■ EXERCISE SET
**1.** Please recast the dataset rows that run from the line containing "Drop one dot on each instance of the jersey" through the end of the rows as a Markdown table with the columns Row and Line, one line per table row, skipping blank lines and leaving out the pictures.
**2.** Continue the passage on Andrew Wyeth's painting That Gentleman from the point where it stops.

■ PASSAGE SHOWN
========================

Andrew Wyeth ( American, 1917 - 2009 )
That Gentleman evokes the pensive mood and quality of repose that are hallmarks of Andrew Wyeth's best work. The artist's model was Tom Clark, a fellow resident of Chester County, Pennsylvania. Impressed with his sitter's demeanor, Wyeth wrote: "His voice is gentle, his wit keen, and his wisdom enormous. He is not a character, but a very dignified gentleman who might otherwise have gone unrecorded." In another description, Wyeth offered another level of significance to the painting's title: “Tom Clark went about the business of living in a very orderly way. He would prepare his vegetables with a deft grace, mend his clothes with care, lift the lid of a kettle seconds before it would boil over, keep his wood stove just the right temperature, place his slippers on a newspaper so as not to soil the table top. This tall, thin gentleman always referred to objects—whether a potato, an annoying fly buzzing overhead, or a car passing by—as ‘that gentleman.’” 
The figure and setting display a somber dignity, as Clark sits with his back to the viewer and gazes off in quiet contemplation. The items around him show the great care and consideration with which he lived his life. Scissors and a key hang carefully from nails in the wall, and, as noted in Wyeth's description, shoes rest on a tabletop covered with parchment paper.

========================

■ Items listed in a dataset
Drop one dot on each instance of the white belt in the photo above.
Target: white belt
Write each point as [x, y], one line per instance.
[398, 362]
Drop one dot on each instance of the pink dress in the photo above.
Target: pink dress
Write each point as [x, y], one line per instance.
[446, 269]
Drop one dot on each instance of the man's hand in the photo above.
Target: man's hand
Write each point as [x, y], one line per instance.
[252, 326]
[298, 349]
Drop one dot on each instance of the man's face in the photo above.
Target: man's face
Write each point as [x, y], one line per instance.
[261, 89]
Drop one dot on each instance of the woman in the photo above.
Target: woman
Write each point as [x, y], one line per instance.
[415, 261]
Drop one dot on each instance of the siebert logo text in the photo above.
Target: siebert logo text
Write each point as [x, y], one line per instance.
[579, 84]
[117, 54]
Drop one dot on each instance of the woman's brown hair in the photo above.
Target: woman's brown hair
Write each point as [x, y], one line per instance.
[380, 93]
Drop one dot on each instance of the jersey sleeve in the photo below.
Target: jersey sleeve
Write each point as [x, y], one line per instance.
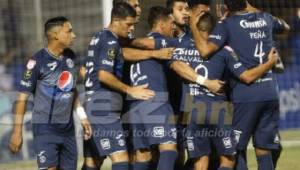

========================

■ RESULTS IN ORDER
**1.**
| Row | Line |
|---|---|
| 1 | Drop one dot on each instance of the jersey sleeve in the photo below. |
| 2 | Target: jersey sleeve |
| 3 | Write each point as [x, y], one line per instance. |

**2.**
Wyeth gave his works an introspective feeling by paring away details and reducing his color variation. Wyeth learned the painstaking techniques of tempera painting from his brother-in-law, Peter Hurd (1904-1984), and reserved the medium for his most ambitious paintings. He was not only meticulous, even compulsive, in his realistic detail, he was also, like Thomas Eakins (1844-1916), the painter of lonely, sad and isolated people, caught in the emptiness surrounding successful America. Wyeth's dry, linear style, with its apparitional clarity, increases this sense of psychic isolation.
When first shown in Dallas in 1960, the public was so taken with That Gentleman that visitors left change in a box labeled "Help us buy this painting." As a gesture of gratitude for the local fundraising, Wyeth made the rare decision to let go of one of the preparatory sketches for his paintings. He donated That Gentleman Study (1962.11) to the Museum after reading an article about the collective effort to acquire the finished work.
 Andrew Wyeth (Boston, Massachusetts: Museum of Fine Arts, 1970), 95.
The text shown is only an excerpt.